What the task asks: Each line in the entries below that holds the word "jersey" belongs in the answer.

[Records from a collection]
^^^^^^^^^^^^^^^^
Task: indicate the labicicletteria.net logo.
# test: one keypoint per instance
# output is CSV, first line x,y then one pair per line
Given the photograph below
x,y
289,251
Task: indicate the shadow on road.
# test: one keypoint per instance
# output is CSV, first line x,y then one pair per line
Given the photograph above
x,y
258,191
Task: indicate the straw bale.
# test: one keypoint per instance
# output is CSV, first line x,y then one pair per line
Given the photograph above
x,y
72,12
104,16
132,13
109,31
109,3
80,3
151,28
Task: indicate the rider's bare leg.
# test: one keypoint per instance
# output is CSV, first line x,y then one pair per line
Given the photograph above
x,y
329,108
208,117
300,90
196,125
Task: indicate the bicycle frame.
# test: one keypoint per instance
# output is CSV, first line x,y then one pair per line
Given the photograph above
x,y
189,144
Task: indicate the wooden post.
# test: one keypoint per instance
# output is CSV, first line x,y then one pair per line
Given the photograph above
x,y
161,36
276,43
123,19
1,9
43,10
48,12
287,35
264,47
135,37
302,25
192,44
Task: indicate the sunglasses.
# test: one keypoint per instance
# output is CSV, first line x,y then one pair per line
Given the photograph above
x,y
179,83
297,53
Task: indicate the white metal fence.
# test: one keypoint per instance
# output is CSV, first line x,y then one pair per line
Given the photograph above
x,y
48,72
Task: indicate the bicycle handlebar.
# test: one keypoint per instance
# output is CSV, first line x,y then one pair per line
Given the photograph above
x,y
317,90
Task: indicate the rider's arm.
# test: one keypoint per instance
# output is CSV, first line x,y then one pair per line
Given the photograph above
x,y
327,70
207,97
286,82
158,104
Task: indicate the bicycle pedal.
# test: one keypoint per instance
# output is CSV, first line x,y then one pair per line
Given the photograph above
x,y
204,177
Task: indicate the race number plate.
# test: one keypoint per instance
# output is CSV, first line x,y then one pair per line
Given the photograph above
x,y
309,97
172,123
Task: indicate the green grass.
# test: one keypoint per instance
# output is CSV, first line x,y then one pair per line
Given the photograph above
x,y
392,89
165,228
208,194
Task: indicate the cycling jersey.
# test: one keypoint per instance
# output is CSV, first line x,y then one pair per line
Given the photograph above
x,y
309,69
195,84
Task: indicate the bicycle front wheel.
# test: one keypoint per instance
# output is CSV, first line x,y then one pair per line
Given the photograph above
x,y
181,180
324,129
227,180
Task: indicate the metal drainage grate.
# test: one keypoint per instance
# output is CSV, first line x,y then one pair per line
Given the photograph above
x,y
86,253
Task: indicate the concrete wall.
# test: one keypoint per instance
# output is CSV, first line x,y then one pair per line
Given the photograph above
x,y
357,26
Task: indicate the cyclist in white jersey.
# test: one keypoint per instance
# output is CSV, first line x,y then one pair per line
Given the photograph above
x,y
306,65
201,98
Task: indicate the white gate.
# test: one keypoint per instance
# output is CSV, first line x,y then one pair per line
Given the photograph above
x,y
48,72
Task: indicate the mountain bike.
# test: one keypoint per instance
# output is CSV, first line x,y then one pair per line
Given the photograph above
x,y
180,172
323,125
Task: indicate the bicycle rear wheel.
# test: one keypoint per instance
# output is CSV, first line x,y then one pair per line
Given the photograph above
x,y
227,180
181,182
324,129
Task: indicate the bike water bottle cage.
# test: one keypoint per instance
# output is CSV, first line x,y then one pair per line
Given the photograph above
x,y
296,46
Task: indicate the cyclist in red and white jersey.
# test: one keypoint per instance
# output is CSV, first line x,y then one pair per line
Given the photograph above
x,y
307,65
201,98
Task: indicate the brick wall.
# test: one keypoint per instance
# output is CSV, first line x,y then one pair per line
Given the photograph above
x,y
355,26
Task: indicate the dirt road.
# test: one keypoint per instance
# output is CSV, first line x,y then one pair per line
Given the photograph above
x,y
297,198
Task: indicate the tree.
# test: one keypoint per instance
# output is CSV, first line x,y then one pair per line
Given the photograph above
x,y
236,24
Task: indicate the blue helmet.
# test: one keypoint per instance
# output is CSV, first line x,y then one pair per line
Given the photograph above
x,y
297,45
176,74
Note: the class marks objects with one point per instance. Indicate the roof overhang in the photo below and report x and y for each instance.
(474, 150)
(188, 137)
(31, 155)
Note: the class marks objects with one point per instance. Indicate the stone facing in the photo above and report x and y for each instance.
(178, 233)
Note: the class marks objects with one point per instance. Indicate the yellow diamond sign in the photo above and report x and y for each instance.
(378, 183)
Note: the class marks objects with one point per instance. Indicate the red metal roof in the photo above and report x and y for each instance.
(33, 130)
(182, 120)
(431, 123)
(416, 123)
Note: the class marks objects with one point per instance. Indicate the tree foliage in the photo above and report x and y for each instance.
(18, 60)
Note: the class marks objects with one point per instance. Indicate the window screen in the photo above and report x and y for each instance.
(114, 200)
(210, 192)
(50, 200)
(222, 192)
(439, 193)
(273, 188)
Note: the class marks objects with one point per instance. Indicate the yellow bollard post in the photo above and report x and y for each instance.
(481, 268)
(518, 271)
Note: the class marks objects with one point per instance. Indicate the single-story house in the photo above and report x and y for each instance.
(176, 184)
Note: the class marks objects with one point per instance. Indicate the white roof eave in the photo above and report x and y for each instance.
^^^^^^^^^^^^^^^^
Written answer:
Task: indicate the cycling jersey.
Task: indicate the cyclist in white jersey.
Task: indicate the cyclist in red and white jersey.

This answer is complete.